_Exercise inputs_.
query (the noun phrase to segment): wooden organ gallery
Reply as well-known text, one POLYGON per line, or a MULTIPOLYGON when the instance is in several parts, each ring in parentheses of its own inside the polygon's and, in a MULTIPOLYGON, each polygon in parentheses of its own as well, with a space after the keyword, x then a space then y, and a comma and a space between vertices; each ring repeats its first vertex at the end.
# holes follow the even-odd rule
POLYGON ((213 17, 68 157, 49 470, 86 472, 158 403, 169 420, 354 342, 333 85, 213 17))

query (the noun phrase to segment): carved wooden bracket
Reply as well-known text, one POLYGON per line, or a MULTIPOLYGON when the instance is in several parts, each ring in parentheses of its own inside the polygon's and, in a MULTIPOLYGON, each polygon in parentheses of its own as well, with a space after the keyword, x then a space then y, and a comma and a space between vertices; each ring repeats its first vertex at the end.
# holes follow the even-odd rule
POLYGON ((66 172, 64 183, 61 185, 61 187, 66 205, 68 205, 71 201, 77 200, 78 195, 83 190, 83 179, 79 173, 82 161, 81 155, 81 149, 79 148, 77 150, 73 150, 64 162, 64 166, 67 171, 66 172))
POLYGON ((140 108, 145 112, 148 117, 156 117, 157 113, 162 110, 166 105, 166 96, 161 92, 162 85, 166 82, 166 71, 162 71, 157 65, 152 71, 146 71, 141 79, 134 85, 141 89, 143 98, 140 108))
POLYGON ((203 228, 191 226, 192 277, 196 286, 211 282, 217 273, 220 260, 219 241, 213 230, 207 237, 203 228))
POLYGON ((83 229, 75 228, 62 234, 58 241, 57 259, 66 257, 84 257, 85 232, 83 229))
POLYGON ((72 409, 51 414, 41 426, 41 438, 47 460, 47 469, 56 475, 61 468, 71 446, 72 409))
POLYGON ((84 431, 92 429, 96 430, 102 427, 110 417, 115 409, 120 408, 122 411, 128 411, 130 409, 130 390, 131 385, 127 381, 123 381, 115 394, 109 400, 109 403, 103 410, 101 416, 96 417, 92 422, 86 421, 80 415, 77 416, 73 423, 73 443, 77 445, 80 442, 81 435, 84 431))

_Written problem_. Replace "well-known text" with "WKT" everywhere in the entries above, and write the entries out again with nothing else changed.

_Task result_.
query (the noun phrase to segment): wooden organ gallery
Reply as WKT, one POLYGON per line, or a MULTIPOLYGON when the instance is in several parts, each ring in parentheses of its own inside the polygon's and, in a MULTIPOLYGON, each polygon in parentheses of its own as well, with a space after the keyword, x then a space then y, and a comma and a space between vertices; each ring repeats its first vertex at the end.
# holes follow the even-odd rule
POLYGON ((213 17, 68 157, 49 470, 86 472, 158 403, 169 420, 354 342, 333 85, 213 17))

query (the noun phrase to segment): carved wooden bracket
Reply as WKT, one POLYGON per line, or a MULTIPOLYGON when the instance is in several parts, each ring in parentheses of its own inside the polygon's and, in a MULTIPOLYGON, each polygon in parentheses of its own as well, with a space after the keyword, x then a space then y, and a comma and a space between vertices; each ring repeats its first vertex at the end.
# holes follow the even-odd rule
POLYGON ((66 172, 64 183, 61 185, 61 187, 66 205, 68 205, 71 201, 77 200, 78 195, 83 190, 83 179, 79 173, 82 161, 81 155, 81 149, 79 148, 77 150, 73 150, 64 162, 64 166, 67 171, 66 172))
POLYGON ((140 108, 145 112, 148 117, 156 117, 157 113, 162 110, 166 105, 166 96, 161 92, 162 85, 166 82, 166 71, 162 71, 157 65, 152 71, 146 71, 141 79, 134 85, 141 89, 143 98, 140 108))
POLYGON ((203 228, 191 226, 192 277, 196 286, 211 282, 217 273, 220 260, 219 241, 213 230, 207 237, 203 228))
POLYGON ((83 229, 75 228, 62 234, 58 241, 57 259, 66 257, 84 257, 85 232, 83 229))
POLYGON ((72 409, 51 414, 41 426, 41 438, 47 460, 47 469, 56 475, 61 468, 71 446, 72 409))
POLYGON ((84 431, 92 429, 96 430, 102 427, 110 417, 115 409, 120 408, 122 411, 128 411, 130 409, 130 390, 131 385, 127 381, 123 381, 115 394, 109 400, 109 403, 103 410, 101 416, 96 417, 92 422, 86 421, 80 415, 77 416, 73 423, 73 443, 77 445, 80 442, 81 435, 84 431))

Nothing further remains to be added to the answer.